> **Task details**:
Can you copy every item below, changing "pixel coordinates" to "x and y coordinates" wherever it occurs and leaving everything else the same? Omit the pictures from your copy.

> **The input**:
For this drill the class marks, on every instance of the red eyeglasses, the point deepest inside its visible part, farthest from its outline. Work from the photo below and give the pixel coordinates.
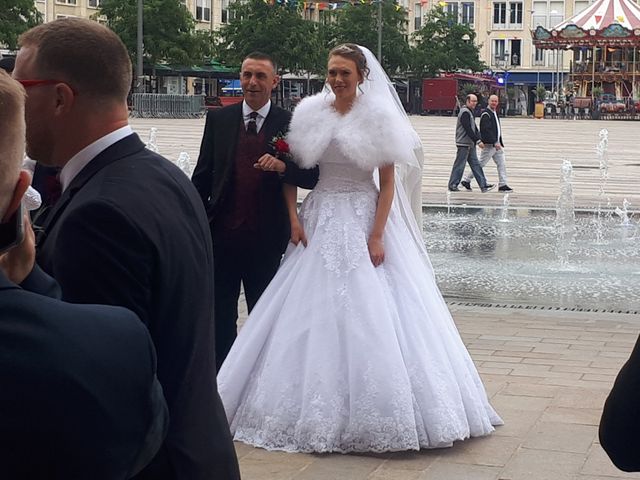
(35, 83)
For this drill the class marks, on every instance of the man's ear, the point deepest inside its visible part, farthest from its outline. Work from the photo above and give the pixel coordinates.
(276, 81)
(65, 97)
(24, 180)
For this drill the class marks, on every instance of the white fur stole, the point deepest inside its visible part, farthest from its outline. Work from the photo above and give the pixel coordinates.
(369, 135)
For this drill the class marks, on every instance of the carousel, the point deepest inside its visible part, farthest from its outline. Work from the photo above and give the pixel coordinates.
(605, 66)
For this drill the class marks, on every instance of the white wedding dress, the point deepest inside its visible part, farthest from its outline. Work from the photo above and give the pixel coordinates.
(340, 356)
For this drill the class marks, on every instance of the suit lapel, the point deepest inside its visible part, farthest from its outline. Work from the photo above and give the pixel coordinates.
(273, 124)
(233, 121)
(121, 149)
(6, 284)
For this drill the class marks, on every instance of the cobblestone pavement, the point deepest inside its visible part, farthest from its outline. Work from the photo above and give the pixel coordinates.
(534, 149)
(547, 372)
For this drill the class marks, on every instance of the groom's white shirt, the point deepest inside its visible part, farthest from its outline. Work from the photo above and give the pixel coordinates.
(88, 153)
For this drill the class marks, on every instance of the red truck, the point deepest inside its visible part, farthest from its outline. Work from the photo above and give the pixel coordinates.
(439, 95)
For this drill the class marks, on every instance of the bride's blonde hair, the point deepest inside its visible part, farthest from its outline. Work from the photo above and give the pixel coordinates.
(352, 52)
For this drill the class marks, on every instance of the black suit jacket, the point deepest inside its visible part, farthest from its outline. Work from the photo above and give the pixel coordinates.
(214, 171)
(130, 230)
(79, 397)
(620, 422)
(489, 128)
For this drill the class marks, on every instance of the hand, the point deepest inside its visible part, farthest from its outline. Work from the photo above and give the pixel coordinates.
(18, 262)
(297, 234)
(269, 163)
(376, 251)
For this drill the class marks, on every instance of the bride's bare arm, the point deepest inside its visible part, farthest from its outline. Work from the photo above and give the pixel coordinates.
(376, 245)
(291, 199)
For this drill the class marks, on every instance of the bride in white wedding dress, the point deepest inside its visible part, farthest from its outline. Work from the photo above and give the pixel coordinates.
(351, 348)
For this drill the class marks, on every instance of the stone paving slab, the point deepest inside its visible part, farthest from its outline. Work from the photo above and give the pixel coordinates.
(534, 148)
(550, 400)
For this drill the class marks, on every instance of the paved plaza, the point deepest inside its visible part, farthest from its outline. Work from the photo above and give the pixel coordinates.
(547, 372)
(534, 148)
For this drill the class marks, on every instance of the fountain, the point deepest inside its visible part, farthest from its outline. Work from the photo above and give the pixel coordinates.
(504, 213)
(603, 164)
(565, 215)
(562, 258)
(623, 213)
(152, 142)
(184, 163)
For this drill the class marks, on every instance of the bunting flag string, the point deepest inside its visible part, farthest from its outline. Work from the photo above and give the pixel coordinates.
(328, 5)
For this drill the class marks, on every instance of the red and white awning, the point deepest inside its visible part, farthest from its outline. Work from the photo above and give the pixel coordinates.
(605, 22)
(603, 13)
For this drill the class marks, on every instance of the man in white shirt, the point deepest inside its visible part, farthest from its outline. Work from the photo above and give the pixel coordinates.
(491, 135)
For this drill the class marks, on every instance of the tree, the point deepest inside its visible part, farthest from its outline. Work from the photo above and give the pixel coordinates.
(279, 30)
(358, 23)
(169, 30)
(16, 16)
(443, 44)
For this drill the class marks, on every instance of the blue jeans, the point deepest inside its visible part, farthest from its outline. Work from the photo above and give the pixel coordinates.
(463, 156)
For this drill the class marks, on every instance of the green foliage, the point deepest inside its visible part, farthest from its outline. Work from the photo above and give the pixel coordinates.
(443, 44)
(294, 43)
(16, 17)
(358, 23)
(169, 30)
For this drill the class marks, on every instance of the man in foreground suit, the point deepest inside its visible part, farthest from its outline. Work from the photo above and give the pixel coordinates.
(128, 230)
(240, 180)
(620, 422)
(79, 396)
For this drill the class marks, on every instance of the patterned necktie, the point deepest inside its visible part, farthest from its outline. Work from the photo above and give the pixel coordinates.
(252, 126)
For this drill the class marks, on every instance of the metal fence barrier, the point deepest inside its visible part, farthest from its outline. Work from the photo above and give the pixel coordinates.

> **Response for this exercise**:
For this drill the class marks, on every instance of the red eyeglasses, the point deepest inside its visible part, farthest from its outline. Work from the photo below and give the x and y coordinates.
(35, 83)
For this drill the class marks, on every instance of the man's ear, the point deepest inside its visible part, farthest from its outline. Work from the photo above and give the x and y coordinates.
(276, 81)
(65, 97)
(24, 180)
For this drill the class marks, on every instance of the white fur stole, the point deepest inside its visible part, farthest from its outline. Work from the photo above and give the x and y coordinates.
(369, 135)
For this drill the class marks, on every instance of the carousel, the point deepest inside its visible part, farthest from its outline. Work from the photo above and give the x and y coordinates.
(605, 66)
For this drill the class marks, on every instance of the white wedding dress, the point deepest inside its visible part, farthest from its outline. Work from the photo above and give the x and y coordinates.
(340, 356)
For this drill the class marks, on every instance of the suit lapel, the point deepest inside its visible part, farthest from its outline. Work from the photo above and give the x and y coordinates.
(273, 124)
(233, 121)
(121, 149)
(6, 284)
For this drill the class marks, on every instance of the cobblestone pavement, the point deepest inside its visible part, farthest from its outline. Work from the photo above and give the x and y coordinates.
(534, 149)
(547, 372)
For this drill the class marks, on every instance of the groom's white shirt, the point deepest inside its visible part, farthest from its outline. Work from the photo above and give the x and y coordinates.
(88, 153)
For this drill the class marks, on every instance of the red truck, the point deepest inside its visible part, farthest from its outline. Work from the photo above and give the x and y coordinates.
(439, 95)
For this drill the class marks, on every instance of the bride's blonde hair, the point deepest inside its visible part, farthest from its outline. Work from the photo above and give the x and y coordinates.
(352, 52)
For this drill the class marks, on every instance of the black suit jacket, the point deepest inside its visible part, farthest from its outline. Work from the photo above and give the x and y coordinates.
(214, 171)
(130, 230)
(79, 397)
(620, 422)
(489, 128)
For this drill the class marks, on every instance of the hand, the point deepest inside its visible part, farthest from its outline. Work from the photo above and give the x and y coordinates.
(18, 262)
(297, 234)
(269, 163)
(376, 251)
For this drill the class marks, on every instance of the bride's bare arm, the point deepest inside its visible part, farthest from its outline. Work from the photo above and give the x and y coordinates.
(376, 245)
(291, 199)
For this drill the class marks, on every instance of the bride in white wedding dress, the point deepest inside its visible part, farthest from its outline. Work from the photo above and give the x and y coordinates.
(351, 348)
For this drill the class marks, on every instance of the stone paving slab, the point deepest inside its visible part, farthest from its outline. Work from the photo above and give the x and y coordinates.
(534, 148)
(550, 400)
For this drill the class marks, on every instance of the paved plaza, the point deepest inside its visible part, farthest from its outline. Work from the photo above and give the x and y coordinates.
(547, 372)
(534, 148)
For this drill the class marks, on every instance of the fountain, the point deepest inside its visible part, farthest from its outline. Work from the photo above and give the x and y coordinates.
(504, 213)
(603, 164)
(565, 215)
(562, 258)
(623, 213)
(152, 142)
(184, 163)
For this drill the class marks, on every instance of the bunting flag string, the point deepest inside its visible part, farthest from its outline. Work from the photo above and give the x and y coordinates.
(328, 5)
For this drill the class marks, on every instance of the red and white awning, the point deepest inside its visible part, farthest from its outline. Work from the photo above and give the x and y coordinates.
(605, 22)
(603, 13)
For this drill the class marks, on every instance of the man in white shirt, the point deepest inside its visible part, farthest from its outline. Work from the photo above and give the x and y coordinates.
(491, 135)
For this drill the class marks, on every instance of the tree, the point deepest inside its visible part, farthest from its outline. Work from the photo above and give the x and y coordinates.
(279, 30)
(358, 23)
(169, 30)
(16, 16)
(443, 44)
For this drill the class marks, on every instance of the blue jeans, the point deepest inside its visible part, farthest from its outline. Work from the photo above and give the x and y coordinates.
(463, 156)
For this drill the class marks, on every instance of the green foliage, the point deepest inside its visible part, farthest from its outline. Work from the photo above and give the x and y coordinates.
(443, 44)
(294, 43)
(16, 17)
(358, 23)
(169, 30)
For this drill the class marks, on every instance of the man in foreground suit, the point deepest inside its visible part, farthest from its outline. Work from the photo above and give the x and y coordinates.
(128, 230)
(240, 180)
(620, 422)
(79, 396)
For this drill the class marks, on every instance of the patterned necktie, the point deepest inside its visible part, farthest from its outline. Work from the photo above and give the x and y coordinates.
(252, 126)
For this drill the class marks, on every instance of the metal fence barrier, the point deepest inside its visible part, farthest from its outline. Work from the photo above and give the x and y coordinates.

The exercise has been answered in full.